**DESCRIPTION OF THE TASK**
Write out the whole listing again, exactly as given.

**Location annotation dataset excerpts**
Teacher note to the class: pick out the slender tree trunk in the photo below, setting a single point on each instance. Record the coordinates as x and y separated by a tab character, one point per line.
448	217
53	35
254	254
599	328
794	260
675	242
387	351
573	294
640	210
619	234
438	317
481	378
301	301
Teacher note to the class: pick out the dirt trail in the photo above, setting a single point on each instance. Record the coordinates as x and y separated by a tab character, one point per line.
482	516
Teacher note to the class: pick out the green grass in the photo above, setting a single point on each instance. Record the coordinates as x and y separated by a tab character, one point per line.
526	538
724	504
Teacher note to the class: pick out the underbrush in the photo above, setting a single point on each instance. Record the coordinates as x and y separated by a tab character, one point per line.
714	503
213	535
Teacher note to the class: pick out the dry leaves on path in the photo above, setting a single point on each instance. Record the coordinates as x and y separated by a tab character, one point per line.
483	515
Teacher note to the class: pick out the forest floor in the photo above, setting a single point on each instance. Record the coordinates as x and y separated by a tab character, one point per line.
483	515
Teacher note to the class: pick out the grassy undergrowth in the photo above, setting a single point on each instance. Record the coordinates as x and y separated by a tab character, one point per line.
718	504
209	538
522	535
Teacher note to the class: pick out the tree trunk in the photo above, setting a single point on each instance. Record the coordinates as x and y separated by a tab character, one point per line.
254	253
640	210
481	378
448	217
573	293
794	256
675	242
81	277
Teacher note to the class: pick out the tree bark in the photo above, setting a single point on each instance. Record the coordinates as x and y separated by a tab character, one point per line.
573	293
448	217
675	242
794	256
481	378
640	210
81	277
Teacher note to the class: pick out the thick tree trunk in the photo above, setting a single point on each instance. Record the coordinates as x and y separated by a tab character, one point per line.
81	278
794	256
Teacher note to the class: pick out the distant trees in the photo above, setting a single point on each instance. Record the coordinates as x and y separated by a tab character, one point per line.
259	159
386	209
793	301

**OUTPUT OF THE TASK**
Teacher note to the class: pick out the slender tree trunk in the photo below, setting a single point on each instance. Record the coordinates as x and y separated by a tab character, one point per line.
448	217
53	35
254	254
599	328
794	260
675	242
387	351
573	294
640	210
619	234
438	317
481	378
301	301
Teacher note to the class: pick out the dirt trail in the photo above, setting a single point on each instance. Record the coordinates as x and y separated by a tab character, one point per line.
482	516
Teacher note to the class: pick out the green grass in the photo above, setting a single point on each instance. Record the coordinates as x and y separated by a tab character, one point per line.
526	538
724	504
Teacher note to the class: pick out the underbrush in the photo above, setting a single point on each instance. Record the coordinates as x and y separated by a tab character, one point per line.
714	503
213	535
Teacher note to the class: pick out the dry leaves on path in the photo above, setting a single point on each instance. Record the coordinates as x and y separated by a tab character, one point per line.
483	515
Teacher note to the class: pick out the forest floor in the photo above, setting a single point on each instance. Record the coordinates as x and y separated by a tab character, one point per line.
483	515
Teacher note to the class: pick out the grassy undergrowth in the photo above, setting a single point on each instance. Record the coordinates as x and y separated by a tab character, one point per line.
718	504
209	538
522	535
Teacher note to the class: pick out the tree trunk in the photo above, setting a single point on each instance. Record the coordinates as x and y separated by a tab character, one point per line.
254	253
640	210
481	378
448	217
573	293
794	256
675	242
81	277
Teacher note to the class: pick out the tree bark in the photo above, setting a single point on each instance. Record the coordinates as x and y separated by a tab character, one point per line.
573	293
448	217
675	242
794	256
481	378
640	210
81	277
Teacher note to the class: pick out the thick tree trunk in the photo above, setting a single point on each instance. Record the coordinates as x and y separated by a tab character, one point per line.
81	278
794	256
Teacher note to the class: pick out the distant trees in the photo above, setting a single point on each instance. Record the coordinates as x and y separated by a tab character, one point per line.
259	159
386	209
793	301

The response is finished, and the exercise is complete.